> **Tugas Wajib**:
(a) Menurut berita tentang AWCS 62, kapan webinar itu diadakan?
(b) Dalam berita tentang AWCS 62, Dokter Miftah menjabat wakil rektor UNAIR. Tuliskan semua bidang yang ia pegang.
(c) Teruskan berita tentang AWCS 62, mulai dari sesudah kalimat terakhirnya.

> **Dokumen**:
--------

AWCS 62, Ulas Tantangan dan Kesempatan Publikasi di Jurnal Nasional Terakreditasi dan Jurnal Internasional

Share on facebook
Share on google
Share on twitter
Share on linkedin
Dokter Miftah ketika mempresentasikan materinya (Foto : Istimewa)

UNAIR NEWS – Airlangga Webinar Conference Series (AWCS) ke-62 diadakan pada Kamis, (4/3/2021) melalui aplikasi video conference zoom dan juga YouTube. Webinar tersebut mengangkat topik terkait tantangan dan kesempatan untuk publikasi di jurnal nasional terakreditasi. Terdapat empat pembicara yang diundang pada webinar tersebut, yaitu Dr.  Isnin Anang Marhana, dr., Sp.P(K), FCCP, FISR dari UNAIR, Dr. Feni Fitriyani, dr., Sp.P(K),FISR dari Universitas Indonesia, dan Muhammad Miftahussurur, dr., M.Kes, Sp.PD-KGEH,Ph.D (Dokter Miftah).

Dokter Miftah membahas terkait tantangan dan keuntungan publikasi di jurnal nasional terakreditasi atau di jurnal internasional terindeks scopus. Wakil rektor UNAIR bidang internasionalisasi, digitalisasi dan informasi periode 2020-2025 tersebut menjelaskan bahwa jurnal nasional terakreditasi merupakan jurnal ilmiah nasional yang diakreditasi oleh kementerian, kemristekdikti, terindeks SINTA, ARJUNA, atau yang telah memenuhi standar tata kelola jurnal nasional terakreditasi Q1 sampai dengan Q6.

“Sementara jurnal internasional adalah jurnal internasional yang memenuhi setidaknya delapan kriteria,” ucap Dokter Miftah.

--------

> **Isi Data**:
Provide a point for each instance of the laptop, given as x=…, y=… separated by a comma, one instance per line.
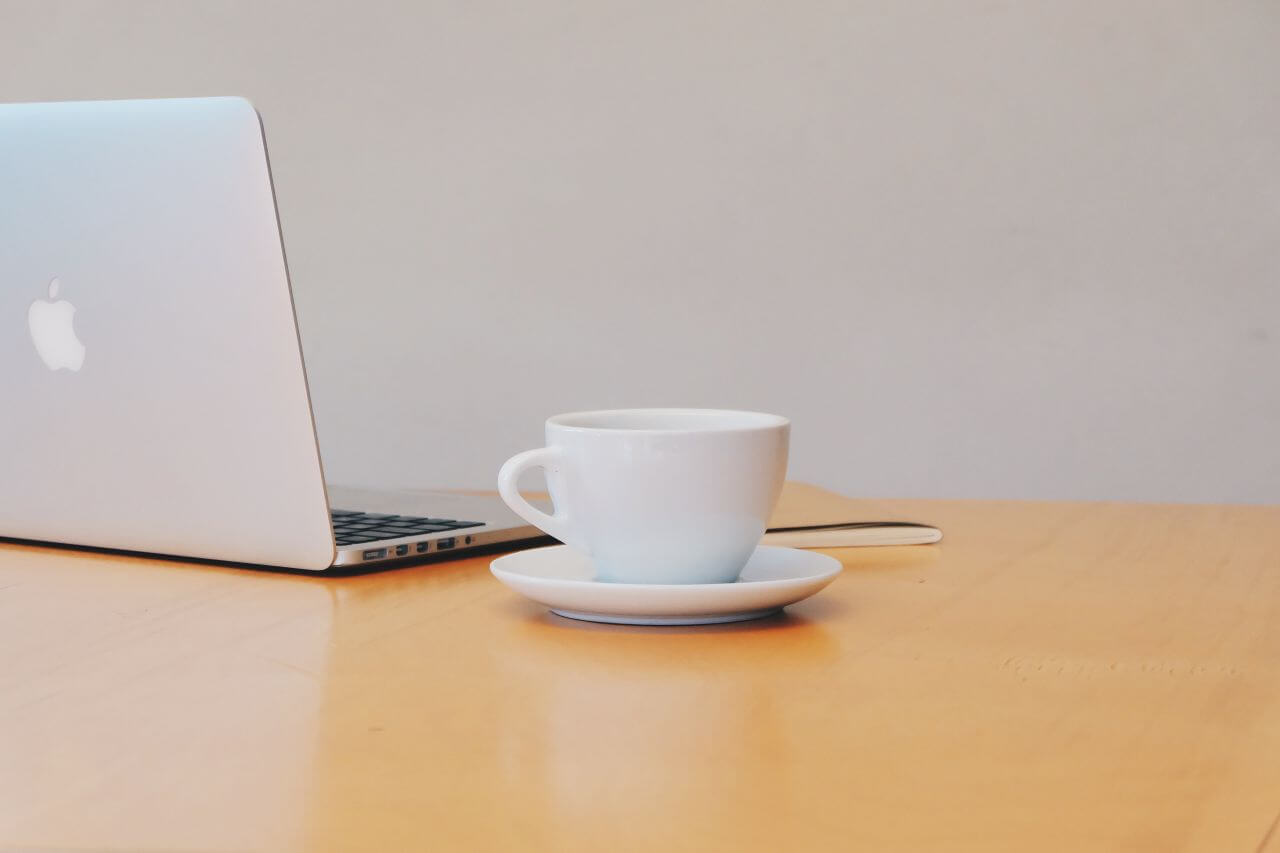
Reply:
x=154, y=391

--------

> **Jawaban Akhir**:
(a) Kamis, 4 Maret 2021.

(b) Internasionalisasi, digitalisasi, dan informasi.

(c)
Delapan kriteria tersebut antara lain adalah karya ilmiah yang diterbitkan dituliskan dengan memenuhi kaidah ilmiah dan etika keilmuan; memiliki ISSN; ditulis dengan menggunakan bahasa resmi PBB; memiliki terbitan versi online. Lalu, dewan redaksi atau editorial board pada jurnal tersebut adalah pakar di bidangnya paling sedikit berasal dari empat negara dan terindeks oleh databse internasional bereputasi.

Sementara jurnal internasional bereputasi adalah jurnal ilmiah yang memenuhi delapan kriteria dan jurnal tersebut yang mempunya faktor dampak atau impact factor yang masuk dalam ISI Web of Science atau Scimago Journal Rank (SJR) dan dinilai paling tinggi 40. Kemudian, jurnal yang memenuhi kriteria jurnal internasional dan terindeks oleh database internasioanl bereputasi seperti web of science, scopus, atau Microsoft Academic Search meski belum memiliki faktor dampak dari ISI Web of Science atau SJR dan dinilai paling tinggi 30. Atau jurnal internasional yang memenuhi delapan kriteria jurnal internasional yang belum terindeks pada database internasional bereputasi namun telah terindeks pada database internasional seperti DOAJ, CABI, Copernicur, dan/atau laman sesuai dengan pertimbangan tim pakar Ditjen Dikti dan dapat dinilai karya ilmiah paling tinggi 20.

“Namun di UNAIR tahun ini tidak memakai Scimago namun langsung memakai Scopus,” lanjutnya. 

Menurut Dokter Miftah, jurnal terindeks googlescholar, ebsco, drji, index copernicus dan sebagainya memiliki tingkat penerimaan tertinggi yaitu 60%  sampai 80%. Dalam jurnal terindeks DOAJ perkiraan untuk diterima adalah sekitar 40% sampai 60%. Sementara tingkat kesulitan tertinggi adalah pada jurnal terindeks Scopus atau Thomshom Reuters yaitu 20% sampi 40% saja. 

Agar jurnal yang dibuat oleh peneliti dapat diterima oleh Scopus atau PubMed, maka sebaiknya jurnal memiliki minat internasional. Penelitian tidak hanya terkait kepentingan lokal saja melainkan kepentingan internasional. Perlu juga diperhatikan keuniversalan ilmu yang ditulis, kepioniran, dan kekomprehensivan data yang dikumpulkan. Informasi lebih lengkap dapat diakses pada akun YouTube resmi FK UNAIR (https://www.youtube.com/channel/UCJNject01gwhSJPR-jSIIzQ).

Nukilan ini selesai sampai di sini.